▶ **GIVEN RECORDS**
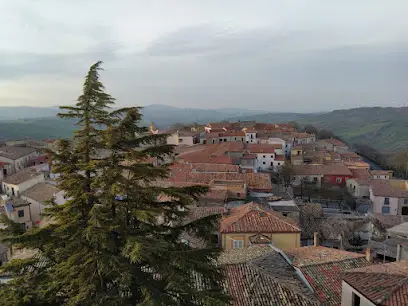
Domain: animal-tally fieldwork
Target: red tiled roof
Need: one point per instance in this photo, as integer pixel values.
(330, 169)
(249, 156)
(361, 173)
(301, 135)
(202, 157)
(205, 167)
(310, 255)
(383, 284)
(2, 164)
(335, 142)
(236, 133)
(384, 188)
(381, 172)
(249, 218)
(322, 268)
(248, 286)
(326, 278)
(279, 158)
(261, 148)
(202, 212)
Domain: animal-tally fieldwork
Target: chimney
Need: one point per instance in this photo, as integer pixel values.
(399, 249)
(316, 239)
(226, 210)
(369, 256)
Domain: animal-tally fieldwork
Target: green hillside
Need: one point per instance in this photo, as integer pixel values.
(385, 129)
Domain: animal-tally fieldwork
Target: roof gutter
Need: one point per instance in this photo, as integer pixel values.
(298, 271)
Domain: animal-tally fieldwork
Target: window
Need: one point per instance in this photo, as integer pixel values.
(214, 238)
(385, 210)
(356, 300)
(237, 244)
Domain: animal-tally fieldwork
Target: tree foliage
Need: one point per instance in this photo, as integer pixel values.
(114, 242)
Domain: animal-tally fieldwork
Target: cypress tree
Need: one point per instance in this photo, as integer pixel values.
(116, 241)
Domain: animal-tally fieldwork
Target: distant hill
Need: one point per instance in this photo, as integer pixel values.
(23, 112)
(41, 122)
(383, 128)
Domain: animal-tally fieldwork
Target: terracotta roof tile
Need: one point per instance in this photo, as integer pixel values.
(196, 213)
(22, 176)
(41, 192)
(330, 169)
(15, 152)
(261, 148)
(335, 142)
(249, 218)
(385, 188)
(361, 173)
(322, 268)
(380, 172)
(383, 284)
(311, 255)
(248, 286)
(259, 275)
(326, 278)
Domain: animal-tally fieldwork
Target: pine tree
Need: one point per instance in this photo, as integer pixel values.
(114, 242)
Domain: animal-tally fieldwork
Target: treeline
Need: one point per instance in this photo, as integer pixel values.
(397, 162)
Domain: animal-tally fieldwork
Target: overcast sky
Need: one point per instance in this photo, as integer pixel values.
(298, 56)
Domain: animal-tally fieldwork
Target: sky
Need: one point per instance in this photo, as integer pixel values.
(292, 55)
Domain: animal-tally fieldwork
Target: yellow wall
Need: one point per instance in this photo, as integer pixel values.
(280, 240)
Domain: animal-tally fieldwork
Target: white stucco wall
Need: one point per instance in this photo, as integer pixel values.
(265, 161)
(347, 296)
(357, 190)
(378, 203)
(248, 138)
(18, 189)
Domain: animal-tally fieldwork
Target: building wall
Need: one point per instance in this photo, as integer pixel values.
(18, 189)
(265, 161)
(26, 219)
(38, 207)
(340, 149)
(172, 139)
(20, 163)
(357, 190)
(339, 180)
(280, 240)
(308, 178)
(251, 137)
(378, 203)
(347, 296)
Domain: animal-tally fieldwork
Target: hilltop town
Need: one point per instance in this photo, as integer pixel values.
(304, 221)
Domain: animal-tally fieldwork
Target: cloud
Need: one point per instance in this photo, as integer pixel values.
(275, 55)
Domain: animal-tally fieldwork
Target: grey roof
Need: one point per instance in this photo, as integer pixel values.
(399, 229)
(387, 247)
(260, 275)
(41, 192)
(14, 152)
(22, 176)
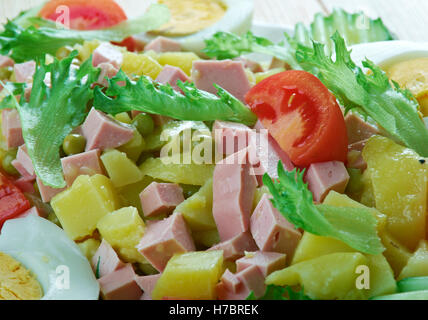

▶ **INSTRUCTIONS TO FOLLOW**
Pull out every line of the data above that contains the string "roof", treating uppercase and lowercase letters as different.

▶ **SOLUTION FOR THIS PROBLEM**
Target: red tiled roof
Target: roof gutter
Target: terracotta roof tile
Target: grey roof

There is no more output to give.